Directive 1:
In the passage on the novel, why did the writer set The Trick in the world of stage magic? Answer in one to three sentences.
Directive 2:
Duplicate the stretch of the passage on the novel from "I like to think" through "it all down.".

Extract provided:
##########
I like to think of my novel as a comedy about divorce and the Holocaust. (And stage magic!) Divorce is something I’m very familiar with—I was one of those kids who, at an early age, got to experience their parents’ separation. It left a deep impression. Many years later, after my own marriage had failed, I started writing it all down.

At the time, I hadn’t planned on writing a book. I just wanted to get some thoughts on paper. I had gone to see a circus show for the first time in 30 years, and that triggered one of the key scenes of the book. Suddenly, it all came together.

My ex-wife was a magician’s assistant, and so I decided to set The Trick in the world of stage magic. It’s a world I knew very well; I had spent many, many hours backstage at magic shows, and I felt that magicians were generally portrayed inaccurately in literature and cinema. More often than not, they are depicted as dark, brooding, handsome men. But in my experience, they were—by and large—needy and narcissistic.
##########
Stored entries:
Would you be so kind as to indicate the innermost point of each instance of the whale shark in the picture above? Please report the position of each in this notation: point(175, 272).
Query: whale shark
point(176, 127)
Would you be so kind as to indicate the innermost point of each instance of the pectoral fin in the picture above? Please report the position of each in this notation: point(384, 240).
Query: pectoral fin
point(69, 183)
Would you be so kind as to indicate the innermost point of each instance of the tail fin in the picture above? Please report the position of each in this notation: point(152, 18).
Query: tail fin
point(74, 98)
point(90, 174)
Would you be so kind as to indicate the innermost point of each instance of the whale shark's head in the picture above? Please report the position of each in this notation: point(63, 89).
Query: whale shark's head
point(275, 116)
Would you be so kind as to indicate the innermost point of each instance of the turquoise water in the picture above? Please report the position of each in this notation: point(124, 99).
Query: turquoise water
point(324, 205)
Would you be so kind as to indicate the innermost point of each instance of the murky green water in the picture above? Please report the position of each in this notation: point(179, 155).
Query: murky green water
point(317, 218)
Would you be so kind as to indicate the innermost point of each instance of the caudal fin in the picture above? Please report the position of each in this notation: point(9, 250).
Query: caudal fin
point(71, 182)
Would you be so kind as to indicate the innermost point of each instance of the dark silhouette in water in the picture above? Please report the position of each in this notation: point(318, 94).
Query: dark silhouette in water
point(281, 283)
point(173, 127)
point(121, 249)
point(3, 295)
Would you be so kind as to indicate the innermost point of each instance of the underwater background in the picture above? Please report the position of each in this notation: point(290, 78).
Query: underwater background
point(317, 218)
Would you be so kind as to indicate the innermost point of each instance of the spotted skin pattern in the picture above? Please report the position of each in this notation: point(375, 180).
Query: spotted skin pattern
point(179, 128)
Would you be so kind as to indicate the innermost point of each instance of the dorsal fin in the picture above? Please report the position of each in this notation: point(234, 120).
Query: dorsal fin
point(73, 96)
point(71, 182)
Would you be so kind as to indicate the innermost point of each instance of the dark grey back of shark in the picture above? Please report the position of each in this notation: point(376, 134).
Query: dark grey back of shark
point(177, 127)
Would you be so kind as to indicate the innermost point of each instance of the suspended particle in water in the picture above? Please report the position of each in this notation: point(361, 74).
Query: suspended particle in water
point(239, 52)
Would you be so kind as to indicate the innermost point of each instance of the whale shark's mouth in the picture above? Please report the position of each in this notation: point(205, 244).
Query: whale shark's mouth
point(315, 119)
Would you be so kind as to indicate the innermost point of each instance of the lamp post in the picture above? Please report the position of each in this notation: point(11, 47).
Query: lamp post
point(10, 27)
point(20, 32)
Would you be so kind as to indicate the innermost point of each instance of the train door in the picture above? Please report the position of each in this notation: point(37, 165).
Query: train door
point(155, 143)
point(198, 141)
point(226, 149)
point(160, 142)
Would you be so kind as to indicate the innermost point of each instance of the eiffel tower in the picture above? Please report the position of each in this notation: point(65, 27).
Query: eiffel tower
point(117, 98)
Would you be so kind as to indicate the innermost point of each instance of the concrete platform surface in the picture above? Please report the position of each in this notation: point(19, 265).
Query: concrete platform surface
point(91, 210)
##########
Correct result 1:
The writer's ex-wife was a magician's assistant, so the writer chose stage magic as the setting for The Trick. The writer also knew that world well from many hours spent backstage at magic shows.

Correct result 2:
I like to think of my novel as a comedy about divorce and the Holocaust. (And stage magic!) Divorce is something I’m very familiar with—I was one of those kids who, at an early age, got to experience their parents’ separation. It left a deep impression. Many years later, after my own marriage had failed, I started writing it all down.